Given passage:
....................

The Use of Group Concept Mapping to Improve Transitions of Care Between a Mental Health Center and a Family Medicine Clinic

Tuesday, August 20, 2019, 9:45 am - 11:15 am
Hyatt Northstar Ballroom
Theme: Aligning Education and Practice for Workforce Transformation and Health System Change

Purpose:
The purpose of this project is to effectively engage stakeholders from separate primary care and mental health organizations to develop an ideal cross-organization communication system to improve metabolic monitoring for their co-managed patients prescribed second generation antipsychotics using the mixed-method approach of group concept mapping.

Methods:
An interprofessional group of key stakeholders from the Human Development Center and the Duluth Family Medicine Clinic participated in group concept mapping meetings in April and May of 2018. The group concept mapping method is useful for understanding how to bridge the gap between community mental health and primary care, because it allows for stakeholders to come together and contribute their perspectives towards planning and developing an optimal communication system between the two clinics. By using this method, we can incorporate diverse perspectives in the planning process, which will optimize buy-in by stakeholders.

....................

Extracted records
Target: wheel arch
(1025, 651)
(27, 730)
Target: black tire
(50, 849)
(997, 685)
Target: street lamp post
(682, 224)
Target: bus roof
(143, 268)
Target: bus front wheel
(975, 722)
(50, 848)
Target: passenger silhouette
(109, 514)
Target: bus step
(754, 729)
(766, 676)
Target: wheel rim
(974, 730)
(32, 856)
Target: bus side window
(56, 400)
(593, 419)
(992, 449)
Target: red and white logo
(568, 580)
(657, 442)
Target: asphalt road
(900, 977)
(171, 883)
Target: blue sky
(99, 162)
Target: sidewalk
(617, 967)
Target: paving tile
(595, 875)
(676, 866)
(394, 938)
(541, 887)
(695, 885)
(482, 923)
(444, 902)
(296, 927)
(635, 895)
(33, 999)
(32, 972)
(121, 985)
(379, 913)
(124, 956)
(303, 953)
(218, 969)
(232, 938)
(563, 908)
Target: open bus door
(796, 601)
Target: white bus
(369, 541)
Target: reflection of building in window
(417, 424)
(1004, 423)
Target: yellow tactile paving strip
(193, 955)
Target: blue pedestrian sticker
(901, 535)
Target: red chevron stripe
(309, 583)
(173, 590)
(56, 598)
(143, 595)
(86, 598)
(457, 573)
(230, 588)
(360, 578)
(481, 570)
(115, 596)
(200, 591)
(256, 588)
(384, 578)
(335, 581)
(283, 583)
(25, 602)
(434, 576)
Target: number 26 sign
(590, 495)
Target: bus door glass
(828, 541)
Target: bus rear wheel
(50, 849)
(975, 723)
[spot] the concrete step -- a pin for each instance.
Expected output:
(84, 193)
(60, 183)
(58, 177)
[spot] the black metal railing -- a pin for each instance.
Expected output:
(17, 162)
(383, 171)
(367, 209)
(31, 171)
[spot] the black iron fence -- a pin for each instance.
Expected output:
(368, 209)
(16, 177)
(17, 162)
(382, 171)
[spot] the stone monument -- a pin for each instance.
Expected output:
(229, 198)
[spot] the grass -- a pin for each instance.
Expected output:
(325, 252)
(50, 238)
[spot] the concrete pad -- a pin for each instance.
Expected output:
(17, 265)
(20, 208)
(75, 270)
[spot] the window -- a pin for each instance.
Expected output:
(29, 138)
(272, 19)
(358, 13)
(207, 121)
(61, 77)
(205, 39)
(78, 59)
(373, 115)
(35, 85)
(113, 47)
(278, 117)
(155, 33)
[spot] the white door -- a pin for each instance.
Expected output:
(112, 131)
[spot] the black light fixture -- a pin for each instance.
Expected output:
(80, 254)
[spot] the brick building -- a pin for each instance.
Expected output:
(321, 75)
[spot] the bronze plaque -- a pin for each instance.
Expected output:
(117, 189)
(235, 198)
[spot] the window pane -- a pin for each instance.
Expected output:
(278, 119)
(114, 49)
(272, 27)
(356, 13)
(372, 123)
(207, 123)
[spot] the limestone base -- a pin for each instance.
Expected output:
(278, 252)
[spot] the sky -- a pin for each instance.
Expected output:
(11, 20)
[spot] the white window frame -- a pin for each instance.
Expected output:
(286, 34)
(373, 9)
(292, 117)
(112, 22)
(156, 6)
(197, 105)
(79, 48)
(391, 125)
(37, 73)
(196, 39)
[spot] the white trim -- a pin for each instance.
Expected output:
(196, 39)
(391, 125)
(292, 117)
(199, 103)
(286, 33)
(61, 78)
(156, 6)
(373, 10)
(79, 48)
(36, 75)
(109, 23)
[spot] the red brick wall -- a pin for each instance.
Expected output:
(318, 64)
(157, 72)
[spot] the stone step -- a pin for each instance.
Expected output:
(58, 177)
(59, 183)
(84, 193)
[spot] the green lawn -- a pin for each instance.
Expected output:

....................

What you will do:
[A] According to the group concept mapping abstract, in which months and year did the stakeholders take part in the meetings?
[B] Carry the group concept mapping abstract forward from its last sentence.

Answers by item number:
[A] April and May of 2018

[B]
Results:
The 14 participants brainstormed 99 items to improve cross-organization care, which were sorted into a point map with six clusters: standardization of process and protocols; electronic health record (EHR) optimization; effective inter-clinic communication strategies; care team member roles and responsibilities, workflow, and care coordination; patient advocacy and access to behavioral health care; and patient-centered care and education. Stakeholders prioritized items for initial quality improvement efforts and came to consensus on the following: to have agreement on expectations for monitoring, have a standard protocol for release of information, have a way to easily see in the electronic health record which patients are co-managed, a specific “point person” to be responsible for ensuring that checklists and protocols are followed, ensure that the patient’s updated/reconciled medication list is generated prior to clinic visit, to know which clinic/provider is following up on behavioral health medications, and education surrounding monitoring for all involved in patient care.

Conclusions:
Care coordination across health systems is critical to optimize patient care for chronic medical and psychiatric conditions. Group concept mapping provides a strategic process to create buy-in and consensus among stakeholders to take steps towards solving more complex systematic problems such as poor EHR interoperability across health systems.